## 解くべき問題
a. 本文のうち「物語の中で、紬は」で始まる段落を、主な内容を保ったまま短く言い換えてください。
b. 本文の「それは強がりではなく、」から「この作品の中で、月はずっとふたりを見守っていました。」までを、両端の語句も含めて一字も変えずに書き写してください。

### 提供された本文

この物語を最後まで読んでくださり、ありがとうございます。


 「月と紬」は、最初から“儚さ”と“光”をどう共存させるかという問いから始まりました。

 生きること、誰かを想うこと、そしてその想いを残すということ。

 そのどれもが、手を伸ばしても掴めない月のようで――

 けれど、確かにそこに存在している。

 そんな、目には見えない“届く”という奇跡を描きたかったのです。


 物語の中で、紬は決して悲劇の象徴ではありません。

 彼女はむしろ、生きることそのものを全力で愛した人です。

 だからこそ、最後まで病を隠し、笑って、走って、歌った。

 それは強がりではなく、

 “今”という瞬間を精一杯生きようとした証のような気がします。


 一方で蒼真は、音楽という形でしか彼女を抱きしめられない青年でした。

 けれど、彼の歌が最後には“光”になる。

 それはきっと、紬が彼に残した“生きる意味”そのものだったのだと思います。


 この作品の中で、月はずっとふたりを見守っていました。

 喧嘩した夜も、笑い合った朝も、別れの予感に震えた時も――

 月はただ、静かに照らしていた。

 人は、月のようにはなれません。

 でも、誰かの記憶の中で光ることはできる。

 私はそう信じています。


 最後に、もしこの物語を読んだあと、

 夜空を見上げる瞬間が少しでも優しくなったなら、

 それがこの作品のすべてです。

######
### 提供された記録

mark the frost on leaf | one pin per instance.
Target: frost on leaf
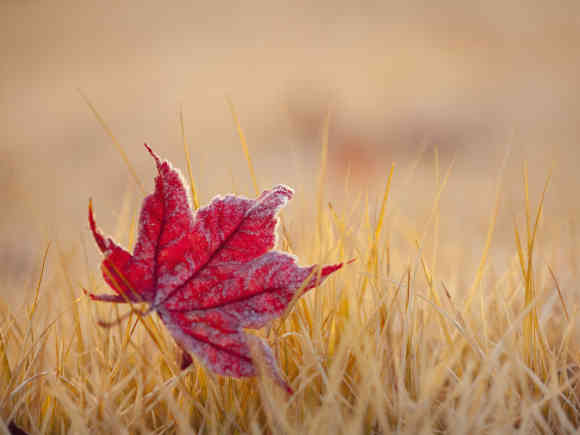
(211, 274)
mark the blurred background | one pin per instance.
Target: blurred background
(401, 79)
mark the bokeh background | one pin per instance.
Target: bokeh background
(401, 79)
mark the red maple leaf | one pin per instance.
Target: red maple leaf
(211, 274)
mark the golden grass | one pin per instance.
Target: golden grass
(386, 345)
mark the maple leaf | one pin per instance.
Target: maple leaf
(209, 275)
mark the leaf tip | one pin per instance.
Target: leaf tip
(96, 234)
(153, 154)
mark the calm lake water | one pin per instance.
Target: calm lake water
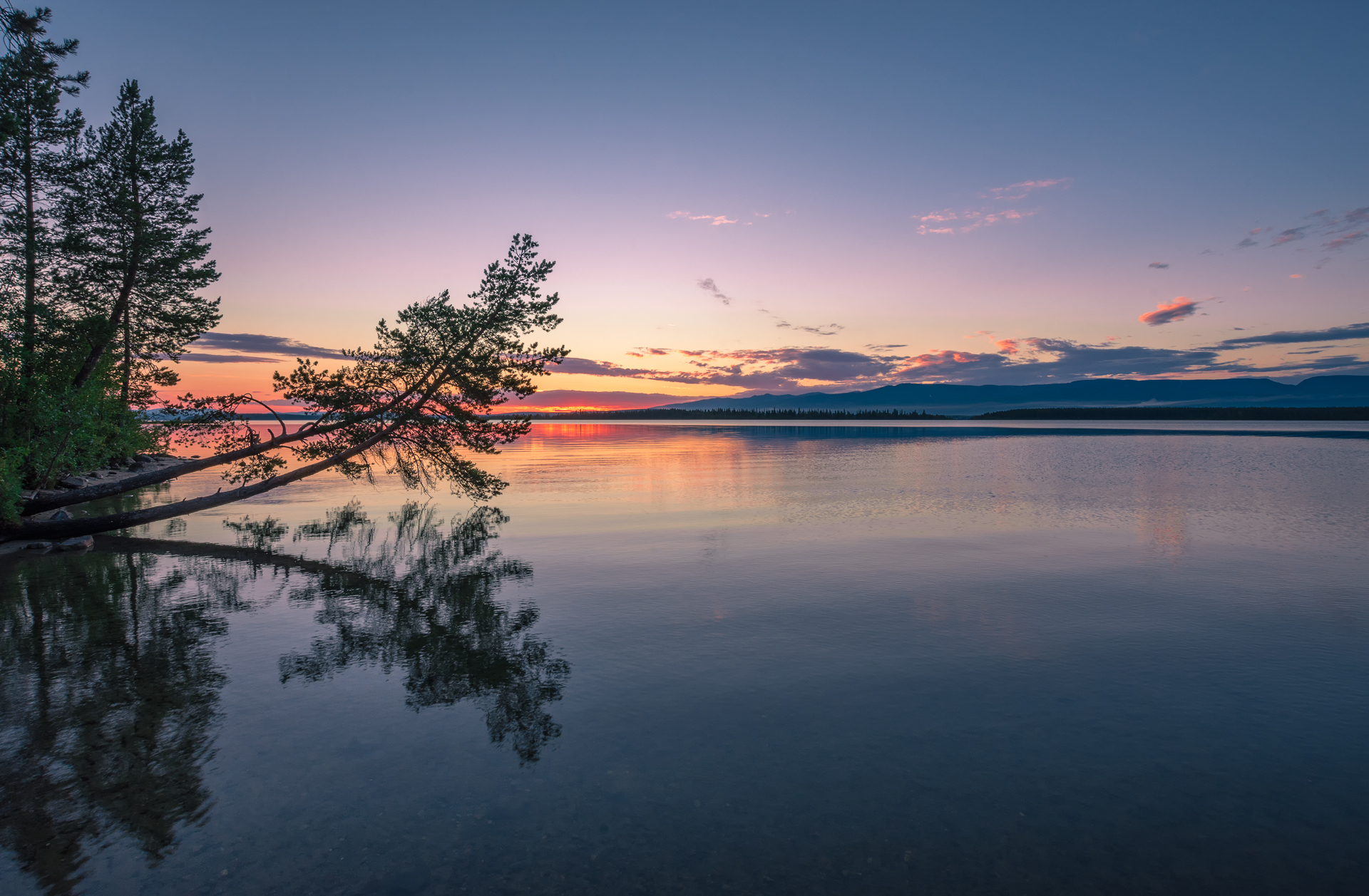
(718, 659)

######

## 解答一覧
a. 紬は悲劇の象徴ではなく、生きることを全力で愛した人物である。そのため最後まで病を隠し、笑い、走り、歌った。それは強がりではなく、「今」という瞬間を精一杯生きようとした証のように思われる。

b.
それは強がりではなく、

 “今”という瞬間を精一杯生きようとした証のような気がします。


 一方で蒼真は、音楽という形でしか彼女を抱きしめられない青年でした。

 けれど、彼の歌が最後には“光”になる。

 それはきっと、紬が彼に残した“生きる意味”そのものだったのだと思います。


 この作品の中で、月はずっとふたりを見守っていました。